--- Extracted entries ---
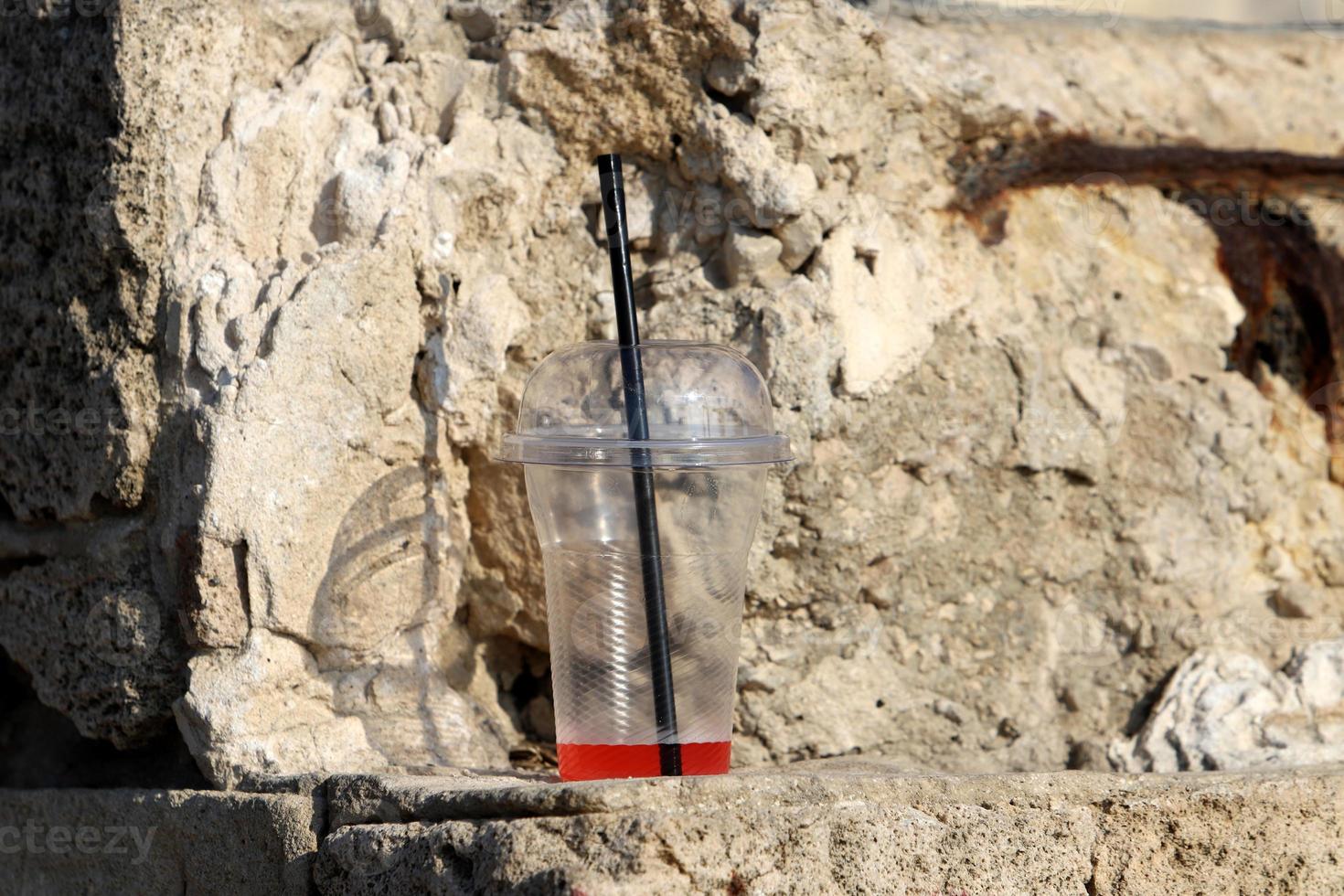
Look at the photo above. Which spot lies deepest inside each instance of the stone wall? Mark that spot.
(1050, 311)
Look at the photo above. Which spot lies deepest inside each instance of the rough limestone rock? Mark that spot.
(814, 827)
(1054, 344)
(1229, 710)
(837, 827)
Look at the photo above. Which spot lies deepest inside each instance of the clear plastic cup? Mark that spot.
(709, 443)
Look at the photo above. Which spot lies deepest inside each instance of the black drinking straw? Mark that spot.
(637, 425)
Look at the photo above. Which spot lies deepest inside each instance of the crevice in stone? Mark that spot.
(243, 587)
(737, 105)
(1286, 278)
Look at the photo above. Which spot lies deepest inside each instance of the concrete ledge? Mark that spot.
(145, 841)
(812, 827)
(841, 827)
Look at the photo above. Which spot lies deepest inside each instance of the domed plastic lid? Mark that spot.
(707, 406)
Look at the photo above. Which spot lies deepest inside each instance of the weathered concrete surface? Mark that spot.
(155, 842)
(843, 827)
(811, 827)
(1058, 384)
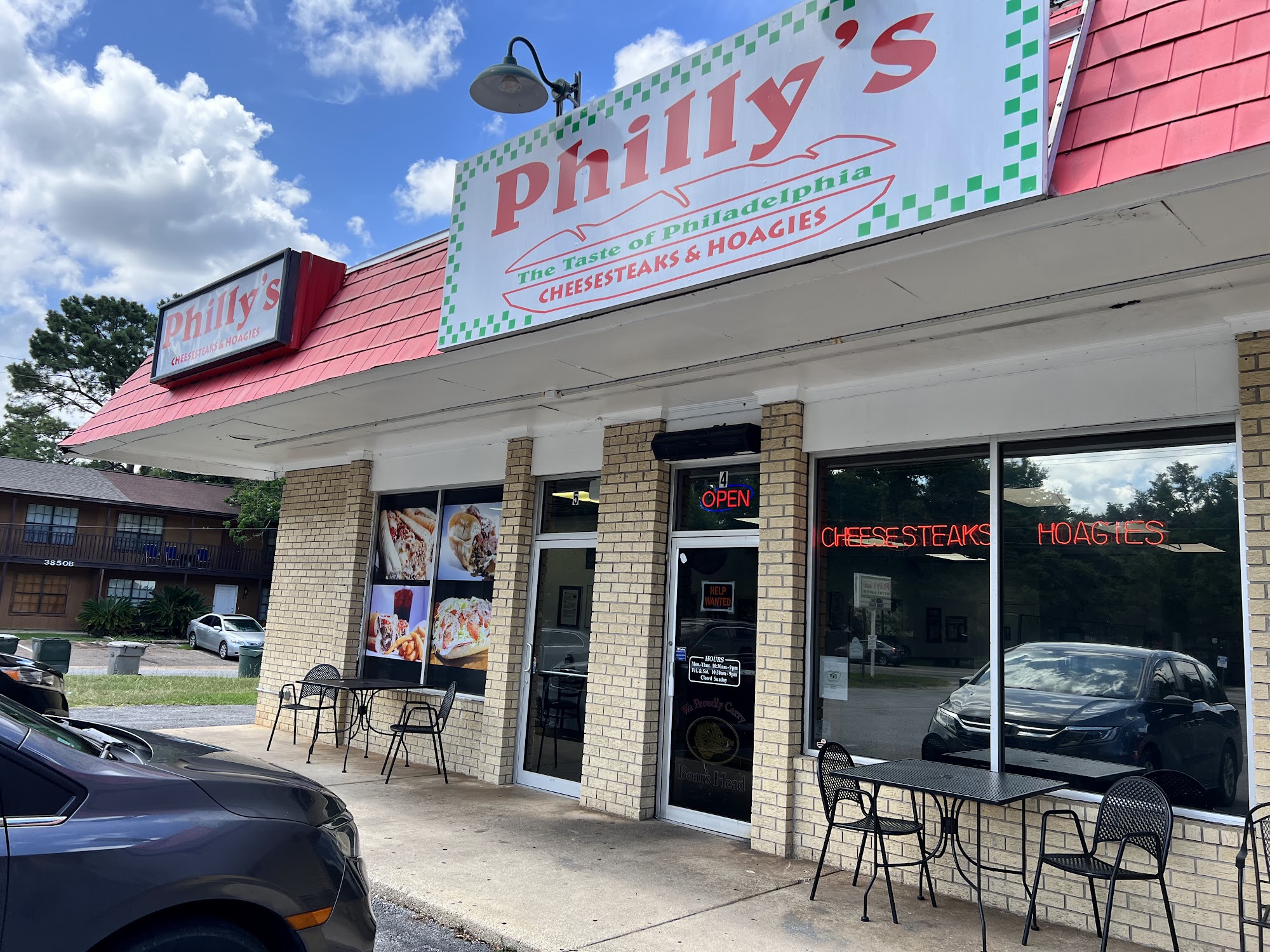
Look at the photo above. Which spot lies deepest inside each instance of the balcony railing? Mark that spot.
(130, 550)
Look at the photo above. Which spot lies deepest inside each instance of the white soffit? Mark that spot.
(458, 466)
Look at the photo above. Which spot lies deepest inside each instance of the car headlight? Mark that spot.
(345, 832)
(948, 719)
(1089, 736)
(34, 676)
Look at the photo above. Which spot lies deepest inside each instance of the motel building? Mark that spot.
(794, 394)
---
Exercise :: Convert the lines of these items into a JSON list of strings, one string per line, with blank lines left out. Leave the pictures out of your answer.

Answer for this exercise ::
[
  "Look at the photo above. Which spot lies deepest inside each instance of the stone wall? Mark that spot.",
  "(1050, 311)",
  "Look at the photo above. Which spot lies deepest inside each instance of the rough limestone rock? Mark that spot.",
  "(814, 827)",
  "(1054, 344)",
  "(1229, 710)",
  "(837, 827)",
  "Look at the photo above. Which spot lies deepest inside each instance of the clear plastic cup? Mark that spot.",
  "(709, 443)",
  "Look at the photo above. Which spot lies deepest inside each instance of the black drinking straw? Mark that spot.",
  "(637, 425)",
  "Look at the photo above. Which spot lies deepest inside each instance of the crevice in stone? Mark that spot.",
  "(243, 587)",
  "(737, 105)",
  "(1286, 278)",
  "Look at the photo above. Which spot lies deepest inside each instance of the concrete ledge? Mark that spot.",
  "(145, 841)",
  "(812, 827)",
  "(841, 827)",
  "Look at the photo above. Which spot lies deepest inside each instance of the domed plastic lid? Mark that spot.",
  "(707, 406)",
  "Look at the photo above. Which spot lies deepest inside each instance of the weathered concrete surface? Mark that spot.",
  "(155, 842)",
  "(843, 827)",
  "(811, 827)",
  "(1058, 384)",
  "Look at the photo above. Which spot lies deepest inside each instance of the balcony railing? Mark that spot.",
  "(130, 550)",
  "Look at the photo above. Which spot lies deepest inside each instance of the white soffit? Mark that spot.",
  "(458, 466)",
  "Look at the photo above. Which spot lies deepest inside each instance of the car headlight? Mark that spot.",
  "(345, 832)",
  "(948, 719)",
  "(1089, 736)",
  "(34, 676)",
  "Look at the photo above. Which spot lies deepest inside each instance of the motel building? Mark that spot.",
  "(794, 394)"
]